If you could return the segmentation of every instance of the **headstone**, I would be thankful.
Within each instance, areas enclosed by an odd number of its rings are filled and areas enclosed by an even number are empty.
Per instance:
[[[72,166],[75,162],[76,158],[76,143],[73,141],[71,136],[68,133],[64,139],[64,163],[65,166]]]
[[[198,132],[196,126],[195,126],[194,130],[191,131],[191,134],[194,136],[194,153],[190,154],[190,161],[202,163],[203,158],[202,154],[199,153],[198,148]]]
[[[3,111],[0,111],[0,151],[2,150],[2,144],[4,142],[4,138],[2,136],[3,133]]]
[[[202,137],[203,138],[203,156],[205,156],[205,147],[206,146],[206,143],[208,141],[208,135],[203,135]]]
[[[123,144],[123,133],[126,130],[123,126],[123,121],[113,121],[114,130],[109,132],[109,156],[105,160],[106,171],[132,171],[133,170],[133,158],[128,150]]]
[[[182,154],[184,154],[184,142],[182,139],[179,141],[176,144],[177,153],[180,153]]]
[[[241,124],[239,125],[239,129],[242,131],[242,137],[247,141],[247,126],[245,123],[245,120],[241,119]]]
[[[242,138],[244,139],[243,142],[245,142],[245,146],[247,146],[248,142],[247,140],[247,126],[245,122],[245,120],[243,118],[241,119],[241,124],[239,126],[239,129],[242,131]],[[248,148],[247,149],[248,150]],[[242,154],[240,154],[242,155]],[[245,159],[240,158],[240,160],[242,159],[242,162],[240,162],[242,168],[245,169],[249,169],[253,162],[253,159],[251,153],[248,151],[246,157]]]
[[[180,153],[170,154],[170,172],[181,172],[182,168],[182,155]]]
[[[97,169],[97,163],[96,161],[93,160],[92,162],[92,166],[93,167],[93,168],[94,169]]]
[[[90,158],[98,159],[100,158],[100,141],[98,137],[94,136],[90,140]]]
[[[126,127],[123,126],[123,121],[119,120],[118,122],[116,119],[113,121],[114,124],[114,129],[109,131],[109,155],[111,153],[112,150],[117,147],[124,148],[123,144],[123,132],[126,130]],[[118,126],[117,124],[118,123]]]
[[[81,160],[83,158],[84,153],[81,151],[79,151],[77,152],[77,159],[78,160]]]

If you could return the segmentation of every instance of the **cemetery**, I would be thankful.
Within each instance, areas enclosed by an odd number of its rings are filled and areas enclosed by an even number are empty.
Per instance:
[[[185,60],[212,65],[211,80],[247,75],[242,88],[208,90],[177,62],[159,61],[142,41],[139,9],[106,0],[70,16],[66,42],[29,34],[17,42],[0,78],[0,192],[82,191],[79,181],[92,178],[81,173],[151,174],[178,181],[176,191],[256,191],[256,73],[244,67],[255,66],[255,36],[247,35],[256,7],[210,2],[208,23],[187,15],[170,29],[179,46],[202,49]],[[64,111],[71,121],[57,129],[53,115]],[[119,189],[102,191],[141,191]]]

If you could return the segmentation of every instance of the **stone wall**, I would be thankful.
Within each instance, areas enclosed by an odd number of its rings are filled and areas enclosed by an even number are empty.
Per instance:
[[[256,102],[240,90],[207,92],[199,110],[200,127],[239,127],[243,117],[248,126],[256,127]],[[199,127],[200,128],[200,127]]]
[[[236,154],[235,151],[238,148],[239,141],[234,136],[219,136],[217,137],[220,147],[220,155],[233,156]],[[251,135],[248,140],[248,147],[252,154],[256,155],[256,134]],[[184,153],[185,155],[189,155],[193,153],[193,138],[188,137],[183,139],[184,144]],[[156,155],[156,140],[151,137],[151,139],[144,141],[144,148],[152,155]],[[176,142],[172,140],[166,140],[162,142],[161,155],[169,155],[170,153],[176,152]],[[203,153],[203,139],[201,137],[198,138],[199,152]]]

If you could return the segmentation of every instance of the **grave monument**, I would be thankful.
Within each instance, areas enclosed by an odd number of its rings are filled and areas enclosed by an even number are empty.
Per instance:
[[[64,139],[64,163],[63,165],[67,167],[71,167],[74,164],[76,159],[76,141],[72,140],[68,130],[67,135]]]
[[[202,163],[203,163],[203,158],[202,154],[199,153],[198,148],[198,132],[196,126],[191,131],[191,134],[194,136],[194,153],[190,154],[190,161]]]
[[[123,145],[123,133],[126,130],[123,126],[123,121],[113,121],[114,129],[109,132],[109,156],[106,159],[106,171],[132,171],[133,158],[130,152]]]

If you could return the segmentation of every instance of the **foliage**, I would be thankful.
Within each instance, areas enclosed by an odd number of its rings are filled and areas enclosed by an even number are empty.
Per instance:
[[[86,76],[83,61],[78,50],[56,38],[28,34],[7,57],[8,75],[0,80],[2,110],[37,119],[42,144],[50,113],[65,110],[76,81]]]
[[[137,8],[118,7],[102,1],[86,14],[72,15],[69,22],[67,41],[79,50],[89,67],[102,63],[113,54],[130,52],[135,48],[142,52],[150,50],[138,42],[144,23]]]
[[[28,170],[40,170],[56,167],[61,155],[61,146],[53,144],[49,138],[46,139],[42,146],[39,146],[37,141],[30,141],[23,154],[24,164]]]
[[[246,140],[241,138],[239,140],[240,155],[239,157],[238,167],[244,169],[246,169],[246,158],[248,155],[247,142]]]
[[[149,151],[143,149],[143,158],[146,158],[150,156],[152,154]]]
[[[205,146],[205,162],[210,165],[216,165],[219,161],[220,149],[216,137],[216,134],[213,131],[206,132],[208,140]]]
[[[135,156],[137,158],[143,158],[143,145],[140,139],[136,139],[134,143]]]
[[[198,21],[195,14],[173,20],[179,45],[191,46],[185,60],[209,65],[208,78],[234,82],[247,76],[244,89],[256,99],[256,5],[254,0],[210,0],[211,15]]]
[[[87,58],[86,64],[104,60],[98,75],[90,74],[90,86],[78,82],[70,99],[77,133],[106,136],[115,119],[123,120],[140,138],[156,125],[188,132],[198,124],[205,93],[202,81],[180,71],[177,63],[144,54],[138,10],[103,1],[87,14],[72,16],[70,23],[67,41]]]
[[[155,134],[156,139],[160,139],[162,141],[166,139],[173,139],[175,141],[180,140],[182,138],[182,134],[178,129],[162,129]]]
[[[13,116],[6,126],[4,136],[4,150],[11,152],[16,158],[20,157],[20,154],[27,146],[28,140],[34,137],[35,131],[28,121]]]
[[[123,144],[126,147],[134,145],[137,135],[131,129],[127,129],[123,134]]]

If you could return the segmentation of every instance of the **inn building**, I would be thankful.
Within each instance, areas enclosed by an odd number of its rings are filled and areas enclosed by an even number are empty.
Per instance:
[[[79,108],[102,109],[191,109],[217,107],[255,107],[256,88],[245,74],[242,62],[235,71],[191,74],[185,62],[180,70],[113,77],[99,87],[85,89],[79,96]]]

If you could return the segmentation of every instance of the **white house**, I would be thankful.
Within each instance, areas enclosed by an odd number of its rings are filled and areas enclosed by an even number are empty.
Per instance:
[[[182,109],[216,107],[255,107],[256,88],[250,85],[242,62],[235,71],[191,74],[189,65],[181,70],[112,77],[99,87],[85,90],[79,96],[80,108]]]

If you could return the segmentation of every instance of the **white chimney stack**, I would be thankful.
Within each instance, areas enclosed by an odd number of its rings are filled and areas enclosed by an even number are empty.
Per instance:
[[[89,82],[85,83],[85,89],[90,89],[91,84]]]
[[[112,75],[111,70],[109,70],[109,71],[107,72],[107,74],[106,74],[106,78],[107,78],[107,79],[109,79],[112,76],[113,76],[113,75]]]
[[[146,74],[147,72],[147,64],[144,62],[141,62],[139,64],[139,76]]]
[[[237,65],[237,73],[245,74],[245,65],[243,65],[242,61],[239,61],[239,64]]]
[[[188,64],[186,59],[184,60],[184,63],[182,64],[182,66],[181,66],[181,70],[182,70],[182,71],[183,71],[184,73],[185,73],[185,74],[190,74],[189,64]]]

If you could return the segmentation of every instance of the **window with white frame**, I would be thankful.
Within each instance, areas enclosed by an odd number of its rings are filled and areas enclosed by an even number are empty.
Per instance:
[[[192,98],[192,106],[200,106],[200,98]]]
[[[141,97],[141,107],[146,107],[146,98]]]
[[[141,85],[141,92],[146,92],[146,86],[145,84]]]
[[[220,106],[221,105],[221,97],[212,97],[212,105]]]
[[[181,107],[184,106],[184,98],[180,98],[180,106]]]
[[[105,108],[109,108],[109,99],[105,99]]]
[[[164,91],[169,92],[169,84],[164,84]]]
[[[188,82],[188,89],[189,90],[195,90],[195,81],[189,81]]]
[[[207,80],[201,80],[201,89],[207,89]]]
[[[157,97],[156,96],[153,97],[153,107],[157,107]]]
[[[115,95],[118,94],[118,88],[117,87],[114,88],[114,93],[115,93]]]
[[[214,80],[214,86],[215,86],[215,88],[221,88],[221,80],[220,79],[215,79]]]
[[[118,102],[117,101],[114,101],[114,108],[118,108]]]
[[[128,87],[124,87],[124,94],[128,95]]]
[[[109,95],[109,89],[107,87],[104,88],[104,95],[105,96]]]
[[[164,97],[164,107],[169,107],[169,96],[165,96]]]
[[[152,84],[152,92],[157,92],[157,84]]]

→ WHAT YOU ARE ASKED TO DO:
Convert the lines above, from the line containing "frame**, I would be thankful." through the last line, into a Markdown table with the columns Row and Line, numbering each line and leaving out blank ones.

→ COMPLETE RESPONSE:
| Row | Line |
|---|---|
| 1 | If you could return the segmentation of every instance of the **window with white frame**, I would be thankful. |
| 2 | Within each instance, areas enclosed by an odd number of its rings are filled and areas enclosed by an even number are empty. |
| 3 | Per instance: |
| 4 | [[[192,98],[192,106],[200,106],[200,98]]] |
| 5 | [[[141,97],[141,107],[146,107],[146,98]]] |
| 6 | [[[141,85],[141,92],[146,92],[146,86],[145,84]]] |
| 7 | [[[220,106],[221,105],[221,97],[212,97],[212,105]]] |
| 8 | [[[181,107],[184,106],[184,98],[180,98],[180,106]]] |
| 9 | [[[105,108],[109,108],[109,99],[105,99]]] |
| 10 | [[[164,91],[169,92],[169,84],[164,84]]] |
| 11 | [[[188,82],[188,89],[189,90],[195,90],[195,81],[189,81]]] |
| 12 | [[[207,80],[201,80],[201,89],[207,89]]] |
| 13 | [[[157,97],[156,96],[153,97],[153,107],[157,107]]] |
| 14 | [[[115,95],[118,94],[118,88],[117,87],[114,88],[114,93],[115,93]]] |
| 15 | [[[214,80],[214,86],[215,86],[215,88],[221,88],[221,80],[220,79],[215,79]]] |
| 16 | [[[118,102],[117,101],[114,101],[114,108],[118,108]]] |
| 17 | [[[128,87],[124,87],[124,94],[128,95]]] |
| 18 | [[[109,95],[109,89],[107,87],[104,88],[104,95],[105,96]]] |
| 19 | [[[164,97],[164,107],[169,107],[169,96],[165,96]]] |
| 20 | [[[152,84],[152,92],[157,92],[157,84]]] |